__ELENCO COMPITI__:
1. Nel testo sulle emozioni, che cosa significa essere tristi, in estrema sintesi?
2. Prosegui il testo sulle emozioni a partire dalla sua ultima frase.

__FONTE__:
Le emozioni non sono delle turbolenze di disturbo della nostra vita mentale ma, al contrario, rappresentano segnali preziosi che ci aiutano a comprendere ciò che sta avvenendo e a modificare il nostro comportamento per adeguarci ai cambiamenti dell’ambiente.

 

La mancanza e l'assenza lasciano il posto al desiderio

Da adulti, emozioni sgradevoli come la tristezza possono ancora, e forse di più, essere utili per la nostra salute psicologica a patto che impariamo a identificarle e a gestirle invece di venirne sopraffatti.

Gestire le emozioni negative è ciò che ci aiuta a riconoscere e tollerare i nostri vissuti di tristezza, solitudine e perdita e ad empatizzare con quelli altrui a tutto vantaggio del benessere della nostra vita emotiva e relazionale. Essere tristi significa, in estrema sintesi, sentirsi privi di qualcosa o di qualcuno, sperimentare una condizione di mancanza (quindi di vuoto e di “buio” appunto), questo a vari livelli e con sfumature diverse.

Estratti del dataset di etichettatura di punti:
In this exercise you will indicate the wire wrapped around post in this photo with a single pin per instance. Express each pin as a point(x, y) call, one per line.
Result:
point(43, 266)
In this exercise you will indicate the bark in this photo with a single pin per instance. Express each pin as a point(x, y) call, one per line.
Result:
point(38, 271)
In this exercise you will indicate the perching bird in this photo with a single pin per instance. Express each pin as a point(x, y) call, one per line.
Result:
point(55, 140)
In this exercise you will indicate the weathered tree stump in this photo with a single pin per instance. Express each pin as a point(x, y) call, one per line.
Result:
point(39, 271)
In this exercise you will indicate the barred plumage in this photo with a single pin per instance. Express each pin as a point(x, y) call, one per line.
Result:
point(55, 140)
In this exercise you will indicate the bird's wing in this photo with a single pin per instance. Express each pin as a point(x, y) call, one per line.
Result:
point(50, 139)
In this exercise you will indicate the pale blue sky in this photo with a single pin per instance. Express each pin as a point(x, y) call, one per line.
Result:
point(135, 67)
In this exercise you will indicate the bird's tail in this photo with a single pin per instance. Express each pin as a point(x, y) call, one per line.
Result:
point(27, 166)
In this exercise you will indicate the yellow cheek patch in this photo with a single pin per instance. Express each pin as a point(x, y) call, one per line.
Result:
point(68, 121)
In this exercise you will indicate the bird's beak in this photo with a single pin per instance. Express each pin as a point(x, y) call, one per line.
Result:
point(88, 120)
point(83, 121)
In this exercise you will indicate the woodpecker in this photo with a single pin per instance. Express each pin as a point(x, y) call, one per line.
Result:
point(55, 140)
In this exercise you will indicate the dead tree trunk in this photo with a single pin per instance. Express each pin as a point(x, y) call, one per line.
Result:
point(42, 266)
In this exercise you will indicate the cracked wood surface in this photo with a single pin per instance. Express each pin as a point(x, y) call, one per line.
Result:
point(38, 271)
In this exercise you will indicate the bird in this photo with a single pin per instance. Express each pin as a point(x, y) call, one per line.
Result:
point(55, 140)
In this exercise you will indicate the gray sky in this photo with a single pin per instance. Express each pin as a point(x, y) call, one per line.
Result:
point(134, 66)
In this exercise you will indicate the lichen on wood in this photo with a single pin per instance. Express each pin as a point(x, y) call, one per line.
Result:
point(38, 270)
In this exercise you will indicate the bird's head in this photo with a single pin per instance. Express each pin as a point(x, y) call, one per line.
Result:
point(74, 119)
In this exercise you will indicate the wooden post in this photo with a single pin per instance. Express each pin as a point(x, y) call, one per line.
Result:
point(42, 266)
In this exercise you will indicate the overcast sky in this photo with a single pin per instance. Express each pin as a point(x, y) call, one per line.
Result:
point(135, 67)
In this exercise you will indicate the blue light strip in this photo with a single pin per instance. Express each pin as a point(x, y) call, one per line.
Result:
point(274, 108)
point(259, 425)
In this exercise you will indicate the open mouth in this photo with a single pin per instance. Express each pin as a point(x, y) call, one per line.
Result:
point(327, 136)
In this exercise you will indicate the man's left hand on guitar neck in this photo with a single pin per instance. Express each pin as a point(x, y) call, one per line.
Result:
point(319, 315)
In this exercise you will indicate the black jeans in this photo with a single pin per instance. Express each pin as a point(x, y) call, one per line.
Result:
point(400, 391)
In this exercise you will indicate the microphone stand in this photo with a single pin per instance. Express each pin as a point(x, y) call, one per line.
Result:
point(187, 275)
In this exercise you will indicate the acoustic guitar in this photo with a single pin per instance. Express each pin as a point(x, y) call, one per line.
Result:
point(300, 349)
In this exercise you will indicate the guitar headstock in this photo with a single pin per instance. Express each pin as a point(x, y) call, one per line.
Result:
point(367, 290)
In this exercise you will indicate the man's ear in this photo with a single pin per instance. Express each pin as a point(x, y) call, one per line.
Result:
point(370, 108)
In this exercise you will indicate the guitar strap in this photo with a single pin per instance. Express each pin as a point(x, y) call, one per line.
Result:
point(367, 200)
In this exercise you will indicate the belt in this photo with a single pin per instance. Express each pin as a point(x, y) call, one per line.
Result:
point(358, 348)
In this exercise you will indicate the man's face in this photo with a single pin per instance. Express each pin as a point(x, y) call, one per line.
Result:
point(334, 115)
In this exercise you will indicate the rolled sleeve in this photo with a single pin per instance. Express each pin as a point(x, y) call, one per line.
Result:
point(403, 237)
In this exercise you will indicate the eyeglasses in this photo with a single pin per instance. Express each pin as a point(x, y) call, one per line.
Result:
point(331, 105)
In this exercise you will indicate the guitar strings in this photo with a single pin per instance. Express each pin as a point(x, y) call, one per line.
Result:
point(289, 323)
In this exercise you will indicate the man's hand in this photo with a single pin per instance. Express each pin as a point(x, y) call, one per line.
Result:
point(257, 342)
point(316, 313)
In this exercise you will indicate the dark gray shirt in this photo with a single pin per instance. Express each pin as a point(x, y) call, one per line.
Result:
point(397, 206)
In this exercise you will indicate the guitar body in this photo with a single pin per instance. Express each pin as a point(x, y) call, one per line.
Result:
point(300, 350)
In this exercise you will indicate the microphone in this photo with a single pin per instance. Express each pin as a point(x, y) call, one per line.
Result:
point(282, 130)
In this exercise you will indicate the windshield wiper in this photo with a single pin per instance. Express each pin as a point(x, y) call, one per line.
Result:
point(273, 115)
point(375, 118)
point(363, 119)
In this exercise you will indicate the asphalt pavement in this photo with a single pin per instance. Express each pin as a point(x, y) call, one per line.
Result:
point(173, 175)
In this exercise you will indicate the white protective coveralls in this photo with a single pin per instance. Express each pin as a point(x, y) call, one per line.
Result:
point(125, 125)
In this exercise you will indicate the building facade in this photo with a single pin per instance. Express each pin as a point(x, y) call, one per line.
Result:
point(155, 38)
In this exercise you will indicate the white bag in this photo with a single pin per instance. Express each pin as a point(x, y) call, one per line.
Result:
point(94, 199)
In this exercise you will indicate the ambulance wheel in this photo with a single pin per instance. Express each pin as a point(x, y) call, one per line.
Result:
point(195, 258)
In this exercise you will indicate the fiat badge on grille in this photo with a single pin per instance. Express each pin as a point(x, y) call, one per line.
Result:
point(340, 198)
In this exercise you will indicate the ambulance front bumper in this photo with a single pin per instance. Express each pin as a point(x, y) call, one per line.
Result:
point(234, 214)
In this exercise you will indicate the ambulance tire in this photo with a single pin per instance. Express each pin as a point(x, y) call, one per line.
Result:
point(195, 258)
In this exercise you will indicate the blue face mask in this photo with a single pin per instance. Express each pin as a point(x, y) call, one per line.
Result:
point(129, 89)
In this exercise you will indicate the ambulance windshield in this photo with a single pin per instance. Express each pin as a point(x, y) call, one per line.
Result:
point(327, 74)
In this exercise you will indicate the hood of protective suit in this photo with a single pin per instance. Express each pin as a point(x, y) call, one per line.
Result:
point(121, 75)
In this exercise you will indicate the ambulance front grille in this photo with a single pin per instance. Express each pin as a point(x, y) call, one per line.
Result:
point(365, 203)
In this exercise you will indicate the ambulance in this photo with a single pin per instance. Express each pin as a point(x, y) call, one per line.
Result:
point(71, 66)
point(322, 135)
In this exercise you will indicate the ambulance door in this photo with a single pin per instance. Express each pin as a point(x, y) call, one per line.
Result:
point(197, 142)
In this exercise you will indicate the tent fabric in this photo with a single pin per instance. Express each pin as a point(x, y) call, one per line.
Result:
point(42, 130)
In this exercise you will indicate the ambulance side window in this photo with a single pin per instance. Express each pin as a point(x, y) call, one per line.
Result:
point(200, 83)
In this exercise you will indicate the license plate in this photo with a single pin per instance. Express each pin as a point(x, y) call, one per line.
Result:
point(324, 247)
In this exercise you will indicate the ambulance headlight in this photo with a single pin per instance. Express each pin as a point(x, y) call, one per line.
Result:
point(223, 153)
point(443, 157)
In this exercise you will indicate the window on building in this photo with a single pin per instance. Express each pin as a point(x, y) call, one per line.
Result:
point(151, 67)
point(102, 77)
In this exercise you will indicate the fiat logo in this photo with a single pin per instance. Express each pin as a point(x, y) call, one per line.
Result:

__RISPOSTE PER COMPITO__:
1. Significa sentirsi privi di qualcosa o di qualcuno e sperimentare una condizione di mancanza.

2.
Ma, che sia per la perdita di una relazione, perché abbiamo smarrito un oggetto a chi eravamo affezionati o, ancora, perché stiamo lasciando un lavoro o un’abitazione che ci hanno accompagnato per lungo tempo stiamo in ogni caso avvertendo, in noi stessi, un sentimento di mancanza e di perdita.

Poter riconoscere e tollerare di percepire tristezza è quindi un’occasione spesso preziosa: è dalla mancanza che nasce il bisogno e il desiderio per qualcosa di nuovo.